• _AIM OF THE TASK_:
Repeat the baseball expected value text below word for word, in full.

• _GIVEN TEXT_:
:::
Add a new column to the expected value table; baserunners_tot, the total number of base runners on all three bases for each base state. Use the ‘mutate’ function to create the new column based on the addition of all three bases.
expect_value_A <- expect_value %>%
mutate(baserunners_tot = (base_1+ base_2+ base_3))
Let’s take a quick look at the expect value. Plot the expect values of different out states.
Does that make sense? The expected value is highest with zero outs and decreases with increasing outs. The expected value with 3 outs is zero; the inning is over. Within each out state, the more runners on base, the higher the expected value.
read in the event file & select a player read in the abbreviated stolen base attempt event file
event_BSA_short <- read_csv('event_SBA_short.csv')
:::
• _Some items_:
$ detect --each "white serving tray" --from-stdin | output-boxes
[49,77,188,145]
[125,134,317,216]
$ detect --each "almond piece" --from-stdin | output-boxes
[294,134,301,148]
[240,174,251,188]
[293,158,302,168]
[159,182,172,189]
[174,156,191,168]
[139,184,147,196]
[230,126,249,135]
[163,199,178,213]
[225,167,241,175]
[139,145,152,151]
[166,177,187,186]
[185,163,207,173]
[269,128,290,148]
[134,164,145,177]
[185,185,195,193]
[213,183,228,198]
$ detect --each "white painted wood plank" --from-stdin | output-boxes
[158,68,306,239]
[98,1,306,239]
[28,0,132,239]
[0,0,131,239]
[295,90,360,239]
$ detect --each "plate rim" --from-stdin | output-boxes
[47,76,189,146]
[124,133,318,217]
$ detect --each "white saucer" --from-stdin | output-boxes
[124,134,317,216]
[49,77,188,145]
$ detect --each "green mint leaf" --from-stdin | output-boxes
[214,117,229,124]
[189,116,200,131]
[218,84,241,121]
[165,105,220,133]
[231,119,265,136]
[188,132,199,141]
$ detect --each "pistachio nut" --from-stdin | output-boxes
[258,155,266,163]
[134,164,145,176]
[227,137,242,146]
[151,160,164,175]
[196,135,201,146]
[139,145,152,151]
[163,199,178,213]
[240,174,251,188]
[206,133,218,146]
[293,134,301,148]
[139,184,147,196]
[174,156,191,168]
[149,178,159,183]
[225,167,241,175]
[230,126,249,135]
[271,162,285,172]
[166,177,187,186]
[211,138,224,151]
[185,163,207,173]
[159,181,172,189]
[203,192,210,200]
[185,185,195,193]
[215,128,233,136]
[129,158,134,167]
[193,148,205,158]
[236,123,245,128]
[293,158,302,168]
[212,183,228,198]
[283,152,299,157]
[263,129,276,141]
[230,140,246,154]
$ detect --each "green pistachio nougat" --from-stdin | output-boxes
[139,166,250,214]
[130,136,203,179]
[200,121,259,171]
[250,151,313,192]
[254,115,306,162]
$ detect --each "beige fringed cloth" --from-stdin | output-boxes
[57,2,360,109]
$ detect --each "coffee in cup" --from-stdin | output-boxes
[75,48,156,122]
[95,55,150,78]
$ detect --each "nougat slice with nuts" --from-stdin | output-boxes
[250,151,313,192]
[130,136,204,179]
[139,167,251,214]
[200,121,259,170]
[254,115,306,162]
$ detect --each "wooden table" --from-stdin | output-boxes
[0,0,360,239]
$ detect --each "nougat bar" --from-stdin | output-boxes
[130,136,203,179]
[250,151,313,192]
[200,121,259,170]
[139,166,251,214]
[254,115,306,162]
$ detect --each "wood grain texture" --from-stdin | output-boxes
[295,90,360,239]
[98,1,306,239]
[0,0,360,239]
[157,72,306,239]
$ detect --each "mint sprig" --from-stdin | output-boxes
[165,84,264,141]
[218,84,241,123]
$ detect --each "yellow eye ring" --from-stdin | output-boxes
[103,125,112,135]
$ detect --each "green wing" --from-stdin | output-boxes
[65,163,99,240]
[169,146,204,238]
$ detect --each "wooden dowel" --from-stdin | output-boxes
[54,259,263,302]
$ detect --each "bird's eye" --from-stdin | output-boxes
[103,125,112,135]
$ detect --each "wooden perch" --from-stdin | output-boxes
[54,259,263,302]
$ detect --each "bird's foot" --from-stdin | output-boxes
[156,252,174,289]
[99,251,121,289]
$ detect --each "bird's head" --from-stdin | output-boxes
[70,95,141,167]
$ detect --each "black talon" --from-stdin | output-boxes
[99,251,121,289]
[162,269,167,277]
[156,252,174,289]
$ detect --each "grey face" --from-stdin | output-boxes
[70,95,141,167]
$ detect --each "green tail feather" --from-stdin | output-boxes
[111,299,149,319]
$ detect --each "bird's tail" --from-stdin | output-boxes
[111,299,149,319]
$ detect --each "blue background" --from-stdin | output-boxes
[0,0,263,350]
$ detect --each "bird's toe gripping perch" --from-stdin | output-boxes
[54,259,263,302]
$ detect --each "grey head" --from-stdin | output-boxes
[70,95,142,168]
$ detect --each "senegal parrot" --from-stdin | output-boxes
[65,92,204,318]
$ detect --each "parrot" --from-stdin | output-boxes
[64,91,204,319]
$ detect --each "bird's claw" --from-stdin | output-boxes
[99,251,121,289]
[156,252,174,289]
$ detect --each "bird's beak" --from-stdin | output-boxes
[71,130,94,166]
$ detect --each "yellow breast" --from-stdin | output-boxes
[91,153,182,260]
:::
• _RESULT OF THE TASK_:
Add a new column to the expected value table; baserunners_tot, the total number of base runners on all three bases for each base state. Use the ‘mutate’ function to create the new column based on the addition of all three bases.
expect_value_A <- expect_value %>%
mutate(baserunners_tot = (base_1+ base_2+ base_3))
Let’s take a quick look at the expect value. Plot the expect values of different out states.
Does that make sense? The expected value is highest with zero outs and decreases with increasing outs. The expected value with 3 outs is zero; the inning is over. Within each out state, the more runners on base, the higher the expected value.
read in the event file & select a player read in the abbreviated stolen base attempt event file
event_BSA_short <- read_csv('event_SBA_short.csv')